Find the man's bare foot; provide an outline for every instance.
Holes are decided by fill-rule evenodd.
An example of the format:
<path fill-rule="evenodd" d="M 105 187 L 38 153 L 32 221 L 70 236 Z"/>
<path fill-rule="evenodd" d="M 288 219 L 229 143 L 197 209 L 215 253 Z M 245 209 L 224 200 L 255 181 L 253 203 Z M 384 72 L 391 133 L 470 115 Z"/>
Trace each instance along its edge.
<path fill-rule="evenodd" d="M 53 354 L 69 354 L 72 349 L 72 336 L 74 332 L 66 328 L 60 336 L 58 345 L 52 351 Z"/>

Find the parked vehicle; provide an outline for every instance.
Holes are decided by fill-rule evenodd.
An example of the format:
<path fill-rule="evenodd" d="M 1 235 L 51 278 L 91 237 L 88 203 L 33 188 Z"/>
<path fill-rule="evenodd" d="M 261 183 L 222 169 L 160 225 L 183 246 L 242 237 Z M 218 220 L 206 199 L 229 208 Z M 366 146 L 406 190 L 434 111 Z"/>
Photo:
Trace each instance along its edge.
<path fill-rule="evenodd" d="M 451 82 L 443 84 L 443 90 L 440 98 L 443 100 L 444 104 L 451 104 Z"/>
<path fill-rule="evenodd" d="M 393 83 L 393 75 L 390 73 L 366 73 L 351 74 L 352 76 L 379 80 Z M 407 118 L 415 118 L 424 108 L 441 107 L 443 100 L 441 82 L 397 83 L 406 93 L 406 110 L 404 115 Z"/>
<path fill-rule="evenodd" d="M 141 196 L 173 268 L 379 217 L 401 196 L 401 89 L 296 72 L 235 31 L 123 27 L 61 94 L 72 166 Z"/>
------------------------------------
■ Work to complete ■
Write the entries again, exactly as they stand.

■ Correct output ■
Find the man's bare foot; provide an outline for every instance.
Holes are decided by fill-rule evenodd.
An example of the format:
<path fill-rule="evenodd" d="M 105 187 L 38 153 L 32 221 L 70 236 Z"/>
<path fill-rule="evenodd" d="M 288 219 L 229 143 L 197 209 L 215 253 Z M 245 209 L 224 200 L 255 181 L 253 203 Z M 384 72 L 391 133 L 470 115 Z"/>
Trace each instance along its edge.
<path fill-rule="evenodd" d="M 53 354 L 69 354 L 72 349 L 72 336 L 74 332 L 66 328 L 60 336 L 58 345 L 52 351 Z"/>

Find the parked vehicle; provide an outline for every instance.
Holes are decided by fill-rule evenodd.
An example of the format:
<path fill-rule="evenodd" d="M 1 235 L 51 278 L 91 237 L 88 203 L 33 188 Z"/>
<path fill-rule="evenodd" d="M 261 183 L 222 169 L 160 225 L 183 246 L 242 237 Z M 218 220 L 206 199 L 229 208 Z M 366 146 L 406 190 L 434 111 Z"/>
Photo:
Trace each instance along its edge.
<path fill-rule="evenodd" d="M 451 82 L 443 84 L 443 90 L 440 98 L 443 100 L 444 104 L 451 104 Z"/>
<path fill-rule="evenodd" d="M 393 83 L 393 75 L 390 73 L 366 73 L 351 74 L 352 76 L 379 80 Z M 407 118 L 415 118 L 424 108 L 441 107 L 443 100 L 441 82 L 397 83 L 406 93 L 406 110 L 404 115 Z"/>
<path fill-rule="evenodd" d="M 141 196 L 173 268 L 379 217 L 401 196 L 401 89 L 296 72 L 235 31 L 123 27 L 61 94 L 72 166 Z"/>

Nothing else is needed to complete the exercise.